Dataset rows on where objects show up
::::::::::

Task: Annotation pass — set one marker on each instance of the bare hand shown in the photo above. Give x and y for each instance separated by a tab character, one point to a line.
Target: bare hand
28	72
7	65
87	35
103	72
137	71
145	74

::::::::::

## [GIVEN EXERCISE]
Render the lines above as a numbered list, leaving out any blank lines.

## [THE REPLY]
1. Task: Annotation pass — set one marker on each instance of the bare hand shown in the photo above. Give x and y for each instance separated by a tab character, one point to a line.
2. Target: bare hand
3. 28	72
4. 7	65
5. 87	35
6. 103	72
7. 137	71
8. 145	74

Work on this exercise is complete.